▶ _Text segment_
....

While students were busy cramming for finals and ignoring the world outside of their heavy books and notes, the Richard L. Nelson Gallery was busy preparing the opening of three new exhibits.
On Mar. 18, the Nelson Gallery debuted three new collections – two of which feature the artists Nayland Blake and Owen Smith, and the third displaying 18th and 19th century British satirical prints. The Blake and Smith exhibitions can be viewed in the main gallery of the Nelson, while the 18th and 19th century prints are on display in the Entryway Gallery.
Common themes run throughout the three exhibits, which intend to show various aspects and versions of illustration’s original form. Renny Pritikin, director of the Nelson Gallery and Fine Art Collection, commented on the selection process.
“After I picked Smith’s work, I started thinking about what might be a good juxtaposition to his colorful work,” Pritikin said. “I read through [Blake’s] blog, and then suddenly, a light bulb went on. I figured out that illustration and cartooning had similar origins.”
The Nayland Blake exhibition is a collection of Blake’s autobiographical cartoon-like sketches and drawings from his blog that Blake updates almost daily. This is the first ever “offline” compilation of Blake’s images, as the finished products are only available online.
“These cartoons were produced digitally,” Pritikin said. “Many artists are now turning to the digital as a primary canvas for their work.”
The character which he uses to represent himself is a mix of philosophical being and Yogi Bear, a style that blatantly pokes fun at himself.
The original black and white drawings will be on view. The colored digital images, from a CD provided by the artist, are shown as a slide show on two LCD screens.
Blake is a well-regarded artist, writer and educator based in Brooklyn, New York. His work is included in the collections of The Museum of Modern Art, The San Francisco Museum of Modern Art, The Studio Museum of Harlem, Los Angeles Museum of Contemporary Art, among others. His mixed-media work has been variously described as disturbing, provocative, elusive, tormented, sinister, hysterical, brutal and tender.
“The diary-like nature of Blake’s blog and cartoons are sweet, poignant and smart,” Pritikin said.
The Nayland Blake exhibit will be open to the public at the Nelson Gallery until May 23.
The work of Bay Area artist Owen Smith may not seem to fit in the current decade, but his recent drawings and paintings in pulp-fiction ’30s-styled realism set Smith’s work apart from the generic high art crowd.
“Smith is an illustrator who is very successful on a national scale.” Pritikin said. “His work is dramatic, expressive, intense and full of action and energy.”

....

[Natural-language object grounding data]
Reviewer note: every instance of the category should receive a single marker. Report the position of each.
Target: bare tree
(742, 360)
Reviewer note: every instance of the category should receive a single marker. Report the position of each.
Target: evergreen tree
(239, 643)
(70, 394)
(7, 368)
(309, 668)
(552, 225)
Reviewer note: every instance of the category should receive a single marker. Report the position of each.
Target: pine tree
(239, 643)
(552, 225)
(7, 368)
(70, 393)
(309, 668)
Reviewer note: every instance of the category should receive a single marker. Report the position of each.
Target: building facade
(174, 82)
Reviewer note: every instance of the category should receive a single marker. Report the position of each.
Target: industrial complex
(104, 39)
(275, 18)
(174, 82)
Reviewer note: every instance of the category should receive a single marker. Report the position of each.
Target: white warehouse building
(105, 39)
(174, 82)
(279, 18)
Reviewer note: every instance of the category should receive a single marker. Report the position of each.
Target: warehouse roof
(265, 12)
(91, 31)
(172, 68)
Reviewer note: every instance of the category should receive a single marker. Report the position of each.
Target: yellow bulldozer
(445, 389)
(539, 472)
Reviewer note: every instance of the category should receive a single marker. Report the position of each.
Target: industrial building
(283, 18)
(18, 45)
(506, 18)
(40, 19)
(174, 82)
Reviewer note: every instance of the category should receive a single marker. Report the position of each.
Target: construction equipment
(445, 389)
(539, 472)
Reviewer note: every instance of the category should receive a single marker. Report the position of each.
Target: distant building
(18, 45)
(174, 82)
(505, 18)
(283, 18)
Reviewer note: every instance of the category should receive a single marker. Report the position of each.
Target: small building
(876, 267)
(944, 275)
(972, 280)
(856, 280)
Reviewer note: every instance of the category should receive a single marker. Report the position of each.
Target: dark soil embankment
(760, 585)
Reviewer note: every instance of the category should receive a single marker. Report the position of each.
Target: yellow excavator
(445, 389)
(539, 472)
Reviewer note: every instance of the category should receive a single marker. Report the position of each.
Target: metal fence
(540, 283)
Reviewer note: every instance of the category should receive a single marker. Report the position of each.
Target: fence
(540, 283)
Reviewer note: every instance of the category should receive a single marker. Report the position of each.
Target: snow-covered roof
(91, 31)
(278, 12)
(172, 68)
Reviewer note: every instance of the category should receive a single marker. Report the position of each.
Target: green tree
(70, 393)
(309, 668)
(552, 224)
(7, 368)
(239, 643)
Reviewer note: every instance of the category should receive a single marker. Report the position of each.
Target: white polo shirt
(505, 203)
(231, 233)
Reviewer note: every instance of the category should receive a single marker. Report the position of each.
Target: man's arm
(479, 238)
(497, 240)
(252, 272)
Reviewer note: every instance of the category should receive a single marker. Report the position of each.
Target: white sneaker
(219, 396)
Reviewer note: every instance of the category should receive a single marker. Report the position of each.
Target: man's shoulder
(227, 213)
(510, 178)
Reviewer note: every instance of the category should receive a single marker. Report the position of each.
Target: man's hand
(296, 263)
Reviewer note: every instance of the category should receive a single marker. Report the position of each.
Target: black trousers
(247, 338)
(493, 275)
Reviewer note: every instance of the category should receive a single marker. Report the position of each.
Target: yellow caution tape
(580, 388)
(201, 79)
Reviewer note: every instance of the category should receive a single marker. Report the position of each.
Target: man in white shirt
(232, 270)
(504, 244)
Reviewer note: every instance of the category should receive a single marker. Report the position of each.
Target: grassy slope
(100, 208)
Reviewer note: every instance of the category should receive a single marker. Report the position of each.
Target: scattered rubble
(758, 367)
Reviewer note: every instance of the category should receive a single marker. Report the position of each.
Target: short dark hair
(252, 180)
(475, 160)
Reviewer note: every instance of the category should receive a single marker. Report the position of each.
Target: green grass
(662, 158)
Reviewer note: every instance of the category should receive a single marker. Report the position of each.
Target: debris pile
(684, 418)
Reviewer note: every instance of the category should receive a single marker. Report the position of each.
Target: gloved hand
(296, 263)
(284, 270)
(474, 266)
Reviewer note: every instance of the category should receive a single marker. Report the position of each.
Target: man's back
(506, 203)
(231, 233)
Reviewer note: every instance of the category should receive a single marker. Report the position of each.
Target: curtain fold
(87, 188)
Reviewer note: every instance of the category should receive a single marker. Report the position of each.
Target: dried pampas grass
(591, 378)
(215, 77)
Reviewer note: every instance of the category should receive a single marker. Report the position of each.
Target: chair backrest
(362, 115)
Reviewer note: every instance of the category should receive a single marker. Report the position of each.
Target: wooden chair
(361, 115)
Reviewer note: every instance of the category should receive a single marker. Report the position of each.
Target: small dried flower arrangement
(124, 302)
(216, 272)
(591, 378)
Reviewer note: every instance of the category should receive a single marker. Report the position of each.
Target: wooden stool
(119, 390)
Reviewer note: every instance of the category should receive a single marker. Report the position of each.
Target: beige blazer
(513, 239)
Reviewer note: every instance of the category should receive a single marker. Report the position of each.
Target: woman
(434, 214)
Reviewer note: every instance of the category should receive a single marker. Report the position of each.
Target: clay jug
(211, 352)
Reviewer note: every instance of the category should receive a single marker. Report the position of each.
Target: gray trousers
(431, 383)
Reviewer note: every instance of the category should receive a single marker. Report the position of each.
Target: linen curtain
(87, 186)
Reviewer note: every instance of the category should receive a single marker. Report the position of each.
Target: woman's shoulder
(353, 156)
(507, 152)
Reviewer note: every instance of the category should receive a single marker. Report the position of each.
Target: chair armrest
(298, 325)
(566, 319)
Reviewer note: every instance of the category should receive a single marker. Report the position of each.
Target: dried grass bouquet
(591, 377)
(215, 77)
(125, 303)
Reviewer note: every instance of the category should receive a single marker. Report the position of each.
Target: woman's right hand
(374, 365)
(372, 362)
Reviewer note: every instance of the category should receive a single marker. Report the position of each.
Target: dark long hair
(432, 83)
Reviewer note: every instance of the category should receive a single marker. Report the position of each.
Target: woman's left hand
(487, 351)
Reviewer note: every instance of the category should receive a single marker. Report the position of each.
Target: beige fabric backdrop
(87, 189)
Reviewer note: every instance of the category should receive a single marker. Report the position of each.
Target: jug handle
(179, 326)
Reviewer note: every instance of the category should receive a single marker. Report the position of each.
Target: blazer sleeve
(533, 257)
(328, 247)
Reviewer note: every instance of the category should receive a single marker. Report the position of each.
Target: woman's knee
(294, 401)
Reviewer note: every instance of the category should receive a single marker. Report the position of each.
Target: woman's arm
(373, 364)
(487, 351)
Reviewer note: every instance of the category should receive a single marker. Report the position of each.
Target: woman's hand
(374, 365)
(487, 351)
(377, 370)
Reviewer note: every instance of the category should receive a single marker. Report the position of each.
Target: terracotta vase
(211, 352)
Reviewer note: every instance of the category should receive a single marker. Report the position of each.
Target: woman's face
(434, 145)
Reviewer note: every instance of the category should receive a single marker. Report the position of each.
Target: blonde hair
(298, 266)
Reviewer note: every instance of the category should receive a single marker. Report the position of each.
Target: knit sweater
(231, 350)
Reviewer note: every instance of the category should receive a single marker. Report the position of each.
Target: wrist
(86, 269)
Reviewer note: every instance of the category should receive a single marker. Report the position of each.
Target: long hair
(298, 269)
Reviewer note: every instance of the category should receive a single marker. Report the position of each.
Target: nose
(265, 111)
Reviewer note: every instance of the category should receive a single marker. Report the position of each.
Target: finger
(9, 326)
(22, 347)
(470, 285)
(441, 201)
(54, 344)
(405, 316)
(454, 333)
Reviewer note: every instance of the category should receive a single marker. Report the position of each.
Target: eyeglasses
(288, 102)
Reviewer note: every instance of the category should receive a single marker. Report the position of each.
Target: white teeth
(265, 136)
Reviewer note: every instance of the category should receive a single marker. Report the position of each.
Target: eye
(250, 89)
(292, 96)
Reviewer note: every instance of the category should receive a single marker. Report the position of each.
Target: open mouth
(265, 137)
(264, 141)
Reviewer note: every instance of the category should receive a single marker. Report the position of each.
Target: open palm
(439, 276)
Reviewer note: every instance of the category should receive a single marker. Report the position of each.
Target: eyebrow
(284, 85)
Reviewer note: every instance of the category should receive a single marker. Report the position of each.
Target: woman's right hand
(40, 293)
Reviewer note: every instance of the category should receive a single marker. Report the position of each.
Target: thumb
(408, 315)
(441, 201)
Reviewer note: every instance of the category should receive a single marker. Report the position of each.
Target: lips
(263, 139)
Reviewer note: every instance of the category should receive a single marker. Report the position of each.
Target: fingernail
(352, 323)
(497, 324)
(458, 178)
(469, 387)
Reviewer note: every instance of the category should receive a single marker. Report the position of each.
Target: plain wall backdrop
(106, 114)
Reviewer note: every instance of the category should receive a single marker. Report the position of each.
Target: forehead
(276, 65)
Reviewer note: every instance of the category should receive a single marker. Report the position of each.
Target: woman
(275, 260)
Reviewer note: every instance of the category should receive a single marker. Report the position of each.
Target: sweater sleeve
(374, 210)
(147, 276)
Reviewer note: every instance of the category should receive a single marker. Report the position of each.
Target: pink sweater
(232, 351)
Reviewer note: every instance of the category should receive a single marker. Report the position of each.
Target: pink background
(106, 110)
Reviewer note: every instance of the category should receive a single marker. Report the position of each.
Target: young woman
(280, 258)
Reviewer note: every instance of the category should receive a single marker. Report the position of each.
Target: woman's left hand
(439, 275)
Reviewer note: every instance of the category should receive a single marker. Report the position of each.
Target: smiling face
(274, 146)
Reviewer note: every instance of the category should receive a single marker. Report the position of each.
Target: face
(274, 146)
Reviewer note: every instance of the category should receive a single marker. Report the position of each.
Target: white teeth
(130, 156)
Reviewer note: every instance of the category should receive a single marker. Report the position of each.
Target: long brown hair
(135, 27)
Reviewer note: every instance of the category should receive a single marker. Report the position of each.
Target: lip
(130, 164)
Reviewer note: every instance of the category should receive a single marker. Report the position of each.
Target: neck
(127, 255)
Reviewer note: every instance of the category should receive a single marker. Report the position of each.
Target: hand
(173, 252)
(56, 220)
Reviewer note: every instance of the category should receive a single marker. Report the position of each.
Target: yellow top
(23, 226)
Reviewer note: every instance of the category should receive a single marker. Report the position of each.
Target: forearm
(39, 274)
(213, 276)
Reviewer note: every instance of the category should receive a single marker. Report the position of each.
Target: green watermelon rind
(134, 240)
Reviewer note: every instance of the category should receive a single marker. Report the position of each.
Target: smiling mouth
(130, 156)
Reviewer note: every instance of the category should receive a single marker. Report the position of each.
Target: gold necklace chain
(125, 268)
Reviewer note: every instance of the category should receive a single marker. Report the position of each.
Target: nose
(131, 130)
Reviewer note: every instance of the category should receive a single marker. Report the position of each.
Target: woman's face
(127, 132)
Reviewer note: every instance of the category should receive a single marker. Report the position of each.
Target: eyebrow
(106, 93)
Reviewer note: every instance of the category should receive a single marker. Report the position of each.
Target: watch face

....

▶ _What the task requires_
In the article about the Nelson Gallery exhibits, retype the passage starting at "The work of" and ending at "high art crowd.".

▶ _Worked solution_
The work of Bay Area artist Owen Smith may not seem to fit in the current decade, but his recent drawings and paintings in pulp-fiction ’30s-styled realism set Smith’s work apart from the generic high art crowd.